[Records of labeled points]
>>>
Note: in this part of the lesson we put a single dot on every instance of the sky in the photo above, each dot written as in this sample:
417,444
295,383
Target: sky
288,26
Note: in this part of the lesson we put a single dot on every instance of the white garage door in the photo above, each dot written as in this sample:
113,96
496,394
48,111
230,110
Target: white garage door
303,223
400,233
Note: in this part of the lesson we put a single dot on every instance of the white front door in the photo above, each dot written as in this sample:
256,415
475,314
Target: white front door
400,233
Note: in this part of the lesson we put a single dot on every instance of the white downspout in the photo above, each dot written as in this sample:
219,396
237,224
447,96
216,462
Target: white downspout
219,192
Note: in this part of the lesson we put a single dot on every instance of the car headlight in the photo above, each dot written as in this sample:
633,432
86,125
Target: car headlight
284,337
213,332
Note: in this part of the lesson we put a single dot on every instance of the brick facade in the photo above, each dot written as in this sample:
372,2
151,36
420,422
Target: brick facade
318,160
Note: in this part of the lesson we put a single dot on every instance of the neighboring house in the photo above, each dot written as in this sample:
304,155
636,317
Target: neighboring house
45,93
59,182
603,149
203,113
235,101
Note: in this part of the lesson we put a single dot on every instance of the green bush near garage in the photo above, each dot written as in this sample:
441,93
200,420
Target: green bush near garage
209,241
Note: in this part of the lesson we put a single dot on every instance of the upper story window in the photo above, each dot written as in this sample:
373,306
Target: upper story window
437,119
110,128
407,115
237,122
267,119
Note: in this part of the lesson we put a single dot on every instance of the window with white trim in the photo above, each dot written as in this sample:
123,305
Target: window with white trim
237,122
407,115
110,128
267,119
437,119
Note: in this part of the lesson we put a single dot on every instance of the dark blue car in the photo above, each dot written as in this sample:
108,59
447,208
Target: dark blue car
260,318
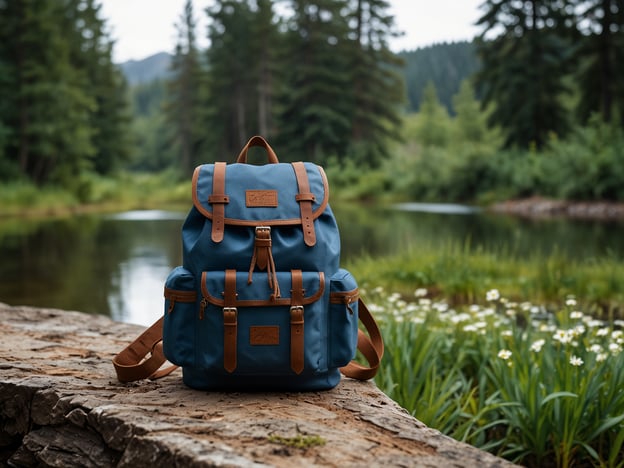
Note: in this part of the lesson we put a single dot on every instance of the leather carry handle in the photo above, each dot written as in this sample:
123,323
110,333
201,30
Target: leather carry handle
257,141
143,358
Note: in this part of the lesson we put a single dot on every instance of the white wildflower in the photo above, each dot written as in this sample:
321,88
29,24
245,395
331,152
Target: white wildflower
460,318
593,323
615,348
563,336
492,295
537,345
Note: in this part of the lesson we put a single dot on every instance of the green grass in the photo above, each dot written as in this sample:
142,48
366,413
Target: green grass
462,275
537,387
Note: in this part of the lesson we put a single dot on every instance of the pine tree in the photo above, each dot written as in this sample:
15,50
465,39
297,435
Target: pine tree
523,67
91,52
185,100
315,103
432,128
241,72
601,59
47,99
378,87
470,119
63,101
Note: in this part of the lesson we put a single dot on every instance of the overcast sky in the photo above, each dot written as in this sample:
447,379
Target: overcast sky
141,28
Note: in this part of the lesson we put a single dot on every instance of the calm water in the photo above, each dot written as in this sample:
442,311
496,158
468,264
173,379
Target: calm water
116,264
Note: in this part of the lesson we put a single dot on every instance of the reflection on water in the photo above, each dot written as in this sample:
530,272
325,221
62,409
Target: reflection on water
442,208
117,264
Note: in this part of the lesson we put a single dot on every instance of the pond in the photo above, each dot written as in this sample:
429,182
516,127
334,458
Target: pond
<<<
WHAT YOU ARE ASKED TO DO: Put every one of the lines above into a Markdown table with the columns n and Line, skipping any blank lines. Keep the pictures out of your answer.

OUTPUT BELOW:
| n | Line |
|---|---|
| 1 | Note: in this part of the lesson we put a single dot on every instance of the sky in the photo above, each dot written as in this sample: |
| 2 | 417,444 |
| 3 | 295,383 |
| 4 | Target: sky |
| 5 | 288,26 |
| 6 | Note: in this part of the lesson we put a single dot on every instance of the white garage door in the photo above, each dot written as in this sample: |
| 7 | 113,96 |
| 8 | 496,394 |
| 9 | 48,111 |
| 10 | 230,110 |
| 11 | Target: white garage door |
| 12 | 303,223 |
| 13 | 400,233 |
| 14 | Note: in this part of the lesson we put a single dot on every instance of the white front door in the photo above, each dot written as in this sample: |
| 15 | 256,415 |
| 16 | 475,314 |
| 17 | Target: white front door |
| 18 | 400,233 |
| 19 | Note: in this part of the lesson we put a single dot on every instance of the white downspout in the photo above, each dot written as in this sample: |
| 20 | 219,396 |
| 21 | 237,224 |
| 22 | 447,96 |
| 23 | 216,462 |
| 24 | Target: white downspout |
| 25 | 219,192 |
| 26 | Note: in this part of the lesson we put a single dot on every instance of the car headlight in the photo above, each dot written as in this sample: |
| 27 | 633,432 |
| 28 | 86,125 |
| 29 | Target: car headlight |
| 30 | 284,337 |
| 31 | 213,332 |
| 32 | Note: in this part of the lesson we put a single dot on every instance of the brick facade in the photo above, each dot written as in this sample: |
| 33 | 372,2 |
| 34 | 151,36 |
| 35 | 420,422 |
| 36 | Target: brick facade |
| 37 | 318,160 |
| 38 | Note: in this part of the lesson we put a single dot on every instance of the neighboring house in the photo above, each dot written as in this sample: |
| 39 | 304,155 |
| 40 | 636,317 |
| 41 | Target: neighboring house |
| 42 | 45,93 |
| 43 | 59,182 |
| 44 | 603,149 |
| 45 | 203,113 |
| 46 | 235,101 |
| 47 | Note: in this part of the lesson we put a single dot on every instance of the green bush near garage in the photo above, each dot written as in this sample: |
| 48 | 441,93 |
| 49 | 200,420 |
| 50 | Target: green bush near garage |
| 51 | 209,241 |
| 52 | Note: in this part of the lesson we put a single dot on every instance of the upper story window in the photo above, each dot written as in this sample: |
| 53 | 373,306 |
| 54 | Target: upper story window |
| 55 | 437,119 |
| 56 | 110,128 |
| 57 | 407,115 |
| 58 | 237,122 |
| 59 | 267,119 |
| 60 | Note: in this part of the lesson we put a single dot on every instance of the window with white trim in the photo above, each dot written as in this sample: |
| 61 | 123,305 |
| 62 | Target: window with white trim |
| 63 | 237,122 |
| 64 | 407,115 |
| 65 | 110,128 |
| 66 | 267,119 |
| 67 | 437,119 |
| 68 | Note: in this part of the lesson we put a single dot on every instance of the dark blue car in the photo above, each dot written as in this sample: |
| 69 | 108,59 |
| 70 | 447,208 |
| 71 | Target: dark blue car |
| 72 | 260,318 |
| 73 | Note: in this part of the lesson we put a single dot on every instance of the leather carry handle in the photo above, each dot written as in this sample: |
| 74 | 123,323 |
| 75 | 110,333 |
| 76 | 201,30 |
| 77 | Target: leather carry handle |
| 78 | 257,141 |
| 79 | 143,358 |
| 80 | Note: in this part of the lesson we put a single dot on every instance of the white wildflower in the photo above, each dot written as in this sample: |
| 81 | 321,88 |
| 82 | 29,24 |
| 83 | 245,395 |
| 84 | 331,152 |
| 85 | Target: white wildflower |
| 86 | 460,318 |
| 87 | 593,323 |
| 88 | 615,348 |
| 89 | 563,336 |
| 90 | 492,295 |
| 91 | 537,345 |
| 92 | Note: in this part of the lesson we put a single dot on every instance of the green grass in the photo above, each dot written as in this sample: |
| 93 | 142,48 |
| 94 | 366,413 |
| 95 | Target: green grass |
| 96 | 462,275 |
| 97 | 537,387 |
| 98 | Note: in this part of the lesson we put a single dot on every instance of the pine tree in the photo above, each dot written as in this sample: |
| 99 | 15,50 |
| 100 | 465,39 |
| 101 | 297,435 |
| 102 | Target: pine tree |
| 103 | 523,67 |
| 104 | 91,52 |
| 105 | 185,100 |
| 106 | 315,103 |
| 107 | 432,128 |
| 108 | 241,72 |
| 109 | 601,59 |
| 110 | 47,99 |
| 111 | 378,87 |
| 112 | 470,119 |
| 113 | 63,101 |
| 114 | Note: in this part of the lesson we put a single dot on every instance of the overcast sky in the photo above, each dot written as in this sample: |
| 115 | 447,379 |
| 116 | Target: overcast sky |
| 117 | 141,28 |
| 118 | Note: in this part of the lesson we put a single dot on every instance of the calm water in the photo above, each dot written as in this sample: |
| 119 | 442,311 |
| 120 | 496,158 |
| 121 | 468,264 |
| 122 | 173,379 |
| 123 | Target: calm water |
| 124 | 116,264 |
| 125 | Note: in this part of the lesson we put a single dot on every instance of the reflection on water in the photo above, each dot written as in this sample: |
| 126 | 530,272 |
| 127 | 325,221 |
| 128 | 62,409 |
| 129 | Target: reflection on water |
| 130 | 442,208 |
| 131 | 117,264 |
| 132 | Note: in this part of the lesson we put a single dot on every instance of the pond in the photo above, each dot written as in this sample: |
| 133 | 429,182 |
| 134 | 516,127 |
| 135 | 334,458 |
| 136 | Target: pond |